Please give the listing below as a JSON list of strings, with one string for each line and any blank lines left out.

● Recorded information
= = =

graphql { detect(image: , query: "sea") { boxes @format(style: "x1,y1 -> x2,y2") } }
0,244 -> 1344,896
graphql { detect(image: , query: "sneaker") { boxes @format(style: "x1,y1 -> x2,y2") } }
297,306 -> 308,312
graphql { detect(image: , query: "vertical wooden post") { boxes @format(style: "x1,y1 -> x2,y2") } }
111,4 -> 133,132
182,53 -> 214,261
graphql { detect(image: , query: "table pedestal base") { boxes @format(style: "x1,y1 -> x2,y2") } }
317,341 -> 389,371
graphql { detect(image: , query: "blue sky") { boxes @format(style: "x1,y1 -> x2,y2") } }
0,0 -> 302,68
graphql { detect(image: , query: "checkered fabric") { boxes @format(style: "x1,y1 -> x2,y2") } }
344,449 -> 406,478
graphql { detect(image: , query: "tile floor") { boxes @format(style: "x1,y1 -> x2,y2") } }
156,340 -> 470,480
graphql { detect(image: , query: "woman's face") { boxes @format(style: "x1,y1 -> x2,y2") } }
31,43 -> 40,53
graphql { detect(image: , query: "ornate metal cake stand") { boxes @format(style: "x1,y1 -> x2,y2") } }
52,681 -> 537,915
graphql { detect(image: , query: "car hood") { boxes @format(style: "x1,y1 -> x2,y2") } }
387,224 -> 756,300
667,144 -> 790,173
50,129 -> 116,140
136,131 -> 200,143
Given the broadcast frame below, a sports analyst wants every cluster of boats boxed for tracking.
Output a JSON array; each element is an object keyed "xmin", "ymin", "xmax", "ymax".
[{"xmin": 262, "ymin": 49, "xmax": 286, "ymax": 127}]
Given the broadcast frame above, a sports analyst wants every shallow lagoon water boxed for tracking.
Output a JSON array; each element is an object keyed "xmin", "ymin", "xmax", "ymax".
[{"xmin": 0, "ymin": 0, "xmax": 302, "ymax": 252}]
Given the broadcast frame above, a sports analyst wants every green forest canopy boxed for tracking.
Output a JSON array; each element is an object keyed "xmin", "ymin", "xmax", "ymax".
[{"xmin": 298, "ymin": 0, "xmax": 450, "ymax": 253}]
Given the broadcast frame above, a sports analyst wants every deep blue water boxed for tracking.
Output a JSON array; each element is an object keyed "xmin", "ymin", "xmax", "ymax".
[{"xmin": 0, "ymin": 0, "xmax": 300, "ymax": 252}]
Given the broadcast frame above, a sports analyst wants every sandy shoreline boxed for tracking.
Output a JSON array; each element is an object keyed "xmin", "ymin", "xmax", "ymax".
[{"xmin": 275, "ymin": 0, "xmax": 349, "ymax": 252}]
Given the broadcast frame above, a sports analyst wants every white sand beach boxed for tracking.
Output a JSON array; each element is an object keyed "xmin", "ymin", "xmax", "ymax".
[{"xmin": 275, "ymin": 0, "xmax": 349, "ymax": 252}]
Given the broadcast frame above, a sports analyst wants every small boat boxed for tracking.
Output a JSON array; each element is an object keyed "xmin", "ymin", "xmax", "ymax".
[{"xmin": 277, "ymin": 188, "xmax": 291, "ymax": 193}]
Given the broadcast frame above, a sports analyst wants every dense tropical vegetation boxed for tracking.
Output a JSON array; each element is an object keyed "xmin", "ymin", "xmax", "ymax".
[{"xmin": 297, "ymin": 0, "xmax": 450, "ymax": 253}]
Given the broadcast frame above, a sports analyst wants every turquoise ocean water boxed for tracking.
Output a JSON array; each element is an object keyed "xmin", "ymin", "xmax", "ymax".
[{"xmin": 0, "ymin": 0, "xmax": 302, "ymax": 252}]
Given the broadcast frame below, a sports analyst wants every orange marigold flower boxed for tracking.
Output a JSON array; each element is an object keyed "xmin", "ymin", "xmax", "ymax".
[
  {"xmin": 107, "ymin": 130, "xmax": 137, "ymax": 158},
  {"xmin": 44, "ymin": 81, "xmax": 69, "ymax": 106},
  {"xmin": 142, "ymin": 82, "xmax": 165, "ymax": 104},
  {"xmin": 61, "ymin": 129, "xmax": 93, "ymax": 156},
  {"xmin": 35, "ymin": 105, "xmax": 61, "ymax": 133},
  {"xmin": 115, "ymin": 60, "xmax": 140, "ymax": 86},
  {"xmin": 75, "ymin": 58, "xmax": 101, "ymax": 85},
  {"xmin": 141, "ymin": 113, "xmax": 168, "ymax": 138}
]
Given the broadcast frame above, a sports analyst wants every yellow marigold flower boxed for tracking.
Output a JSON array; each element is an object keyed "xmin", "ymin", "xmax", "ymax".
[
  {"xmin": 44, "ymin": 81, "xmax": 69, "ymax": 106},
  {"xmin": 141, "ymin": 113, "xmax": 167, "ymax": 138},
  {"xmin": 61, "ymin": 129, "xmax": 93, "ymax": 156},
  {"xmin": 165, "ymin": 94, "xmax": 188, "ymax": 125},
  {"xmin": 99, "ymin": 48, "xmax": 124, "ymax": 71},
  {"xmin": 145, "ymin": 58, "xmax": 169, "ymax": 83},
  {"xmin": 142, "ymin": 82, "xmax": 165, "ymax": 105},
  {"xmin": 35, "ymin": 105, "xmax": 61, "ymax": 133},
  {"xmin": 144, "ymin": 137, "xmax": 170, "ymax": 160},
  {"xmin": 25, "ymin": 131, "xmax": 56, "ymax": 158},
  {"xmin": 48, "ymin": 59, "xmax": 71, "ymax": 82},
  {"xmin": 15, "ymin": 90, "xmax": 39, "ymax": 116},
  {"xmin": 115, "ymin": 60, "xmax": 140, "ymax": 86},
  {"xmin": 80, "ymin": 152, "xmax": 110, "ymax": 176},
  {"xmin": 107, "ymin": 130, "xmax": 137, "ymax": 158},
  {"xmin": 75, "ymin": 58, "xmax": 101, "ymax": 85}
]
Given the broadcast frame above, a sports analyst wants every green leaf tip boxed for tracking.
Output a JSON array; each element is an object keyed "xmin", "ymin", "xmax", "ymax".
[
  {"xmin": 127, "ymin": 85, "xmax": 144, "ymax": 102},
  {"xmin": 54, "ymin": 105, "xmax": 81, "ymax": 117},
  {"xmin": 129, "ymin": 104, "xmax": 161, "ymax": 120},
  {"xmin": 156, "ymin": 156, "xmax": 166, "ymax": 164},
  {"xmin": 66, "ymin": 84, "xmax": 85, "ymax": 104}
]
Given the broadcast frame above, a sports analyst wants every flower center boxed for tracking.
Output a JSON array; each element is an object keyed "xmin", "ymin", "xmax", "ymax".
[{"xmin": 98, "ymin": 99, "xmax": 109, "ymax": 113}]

= = =

● Answer below
[
  "graphql { detect(image: , query: \"sea\") { boxes @format(style: \"x1,y1 -> x2,y2\") } }",
  "0,244 -> 1344,896",
  "graphql { detect(image: , query: \"sneaker\") { boxes @format(style: \"x1,y1 -> x2,y2\") } }",
  "297,306 -> 308,312",
  "graphql { detect(image: , query: \"vertical wooden post\") { boxes @format(style: \"x1,y1 -> x2,y2\") } }",
  "111,4 -> 133,132",
  "182,53 -> 214,261",
  "graphql { detect(image: , query: \"table pedestal base\") { boxes @format(style: \"x1,y1 -> x2,y2\") } }",
  "317,341 -> 389,371",
  "graphql { detect(image: , query: \"blue sky\") { boxes @format(style: \"x1,y1 -> x2,y2\") } }",
  "0,0 -> 302,68",
  "graphql { detect(image: , query: \"checkered fabric\") { boxes @format(style: \"x1,y1 -> x2,y2\") } }",
  "344,449 -> 406,478",
  "graphql { detect(image: , query: \"tile floor\") { boxes @format(style: \"x1,y1 -> x2,y2\") } }",
  "156,340 -> 470,480",
  "graphql { detect(image: , query: \"woman's face\") { boxes @format(style: \"x1,y1 -> x2,y2\") } }",
  "31,43 -> 40,53",
  "graphql { detect(image: , query: \"ornate metal cake stand\") { boxes @format(style: \"x1,y1 -> x2,y2\") } }",
  "52,681 -> 537,915",
  "graphql { detect(image: , query: \"car hood\") { boxes @format(style: \"x1,y1 -> x2,y2\") } }",
  "387,224 -> 756,300",
  "667,144 -> 790,173",
  "50,129 -> 116,140",
  "136,131 -> 200,143",
  "Given the broadcast frame below, a sports analyst wants every cluster of boats boxed for tracking.",
  "Output a JSON array; each element is an object keyed \"xmin\", \"ymin\", \"xmax\", \"ymax\".",
  "[{\"xmin\": 262, \"ymin\": 49, \"xmax\": 286, \"ymax\": 127}]",
  "Given the broadcast frame above, a sports analyst wants every shallow lagoon water boxed for tracking.",
  "Output a JSON array; each element is an object keyed \"xmin\", \"ymin\", \"xmax\", \"ymax\".",
  "[{\"xmin\": 0, \"ymin\": 0, \"xmax\": 302, \"ymax\": 252}]",
  "Given the broadcast frame above, a sports analyst wants every green forest canopy boxed for tracking.",
  "Output a JSON array; each element is an object keyed \"xmin\", \"ymin\", \"xmax\", \"ymax\".",
  "[{\"xmin\": 298, \"ymin\": 0, \"xmax\": 450, \"ymax\": 253}]",
  "Given the broadcast frame above, a sports analyst wants every deep blue water boxed for tracking.",
  "Output a JSON array; each element is an object keyed \"xmin\", \"ymin\", \"xmax\", \"ymax\".",
  "[{\"xmin\": 0, \"ymin\": 0, \"xmax\": 300, \"ymax\": 252}]",
  "Given the broadcast frame above, a sports analyst wants every sandy shoreline boxed for tracking.",
  "Output a JSON array; each element is an object keyed \"xmin\", \"ymin\", \"xmax\", \"ymax\".",
  "[{\"xmin\": 275, \"ymin\": 0, \"xmax\": 349, \"ymax\": 252}]",
  "Given the broadcast frame above, a sports analyst wants every white sand beach boxed for tracking.",
  "Output a JSON array; each element is an object keyed \"xmin\", \"ymin\", \"xmax\", \"ymax\".",
  "[{\"xmin\": 275, \"ymin\": 0, \"xmax\": 349, \"ymax\": 252}]",
  "Given the broadcast frame above, a sports analyst wants every small boat boxed for tracking.",
  "Output a JSON array; each element is an object keyed \"xmin\", \"ymin\", \"xmax\", \"ymax\".",
  "[{\"xmin\": 277, \"ymin\": 188, \"xmax\": 291, \"ymax\": 193}]",
  "Given the broadcast frame above, a sports analyst wants every dense tropical vegetation boxed for tracking.",
  "Output a JSON array; each element is an object keyed \"xmin\", \"ymin\", \"xmax\", \"ymax\".",
  "[{\"xmin\": 297, \"ymin\": 0, \"xmax\": 450, \"ymax\": 253}]",
  "Given the broadcast frame above, a sports analyst wants every turquoise ocean water boxed for tracking.",
  "Output a JSON array; each element is an object keyed \"xmin\", \"ymin\", \"xmax\", \"ymax\".",
  "[{\"xmin\": 0, \"ymin\": 0, \"xmax\": 302, \"ymax\": 252}]",
  "Given the broadcast frame below, a sports analyst wants every orange marigold flower boxed for tracking.",
  "Output a JSON array; each element is an object keyed \"xmin\", \"ymin\", \"xmax\", \"ymax\".",
  "[",
  "  {\"xmin\": 107, \"ymin\": 130, \"xmax\": 137, \"ymax\": 158},",
  "  {\"xmin\": 44, \"ymin\": 81, \"xmax\": 69, \"ymax\": 106},",
  "  {\"xmin\": 142, \"ymin\": 82, \"xmax\": 165, \"ymax\": 104},",
  "  {\"xmin\": 61, \"ymin\": 129, \"xmax\": 93, \"ymax\": 156},",
  "  {\"xmin\": 35, \"ymin\": 105, \"xmax\": 61, \"ymax\": 133},",
  "  {\"xmin\": 115, \"ymin\": 60, \"xmax\": 140, \"ymax\": 86},",
  "  {\"xmin\": 75, \"ymin\": 58, \"xmax\": 101, \"ymax\": 85},",
  "  {\"xmin\": 141, \"ymin\": 113, \"xmax\": 168, \"ymax\": 138}",
  "]",
  "Given the broadcast frame above, a sports analyst wants every yellow marigold flower boxed for tracking.",
  "Output a JSON array; each element is an object keyed \"xmin\", \"ymin\", \"xmax\", \"ymax\".",
  "[",
  "  {\"xmin\": 44, \"ymin\": 81, \"xmax\": 69, \"ymax\": 106},",
  "  {\"xmin\": 141, \"ymin\": 113, \"xmax\": 167, \"ymax\": 138},",
  "  {\"xmin\": 61, \"ymin\": 129, \"xmax\": 93, \"ymax\": 156},",
  "  {\"xmin\": 165, \"ymin\": 94, \"xmax\": 188, \"ymax\": 125},",
  "  {\"xmin\": 99, \"ymin\": 48, \"xmax\": 124, \"ymax\": 71},",
  "  {\"xmin\": 145, \"ymin\": 58, \"xmax\": 169, \"ymax\": 83},",
  "  {\"xmin\": 142, \"ymin\": 82, \"xmax\": 165, \"ymax\": 105},",
  "  {\"xmin\": 35, \"ymin\": 105, \"xmax\": 61, \"ymax\": 133},",
  "  {\"xmin\": 144, \"ymin\": 137, \"xmax\": 170, \"ymax\": 160},",
  "  {\"xmin\": 25, \"ymin\": 131, \"xmax\": 56, \"ymax\": 158},",
  "  {\"xmin\": 48, \"ymin\": 59, \"xmax\": 71, \"ymax\": 82},",
  "  {\"xmin\": 15, \"ymin\": 90, \"xmax\": 39, \"ymax\": 116},",
  "  {\"xmin\": 115, \"ymin\": 60, \"xmax\": 140, \"ymax\": 86},",
  "  {\"xmin\": 80, \"ymin\": 152, \"xmax\": 110, \"ymax\": 176},",
  "  {\"xmin\": 107, \"ymin\": 130, \"xmax\": 137, \"ymax\": 158},",
  "  {\"xmin\": 75, \"ymin\": 58, \"xmax\": 101, \"ymax\": 85}",
  "]",
  "Given the broadcast frame above, a sports analyst wants every green leaf tip boxed for tracking.",
  "Output a JSON array; each element is an object keyed \"xmin\", \"ymin\", \"xmax\", \"ymax\".",
  "[",
  "  {\"xmin\": 127, \"ymin\": 85, \"xmax\": 144, \"ymax\": 102},",
  "  {\"xmin\": 54, \"ymin\": 105, \"xmax\": 81, \"ymax\": 117},",
  "  {\"xmin\": 129, \"ymin\": 104, \"xmax\": 161, \"ymax\": 120},",
  "  {\"xmin\": 156, \"ymin\": 156, \"xmax\": 166, \"ymax\": 164},",
  "  {\"xmin\": 66, \"ymin\": 84, \"xmax\": 85, \"ymax\": 104}",
  "]",
  "Given the broadcast frame above, a sports analyst wants every flower center boxed for tracking.",
  "Output a JSON array; each element is an object keyed \"xmin\", \"ymin\", \"xmax\", \"ymax\".",
  "[{\"xmin\": 98, \"ymin\": 99, \"xmax\": 109, \"ymax\": 113}]"
]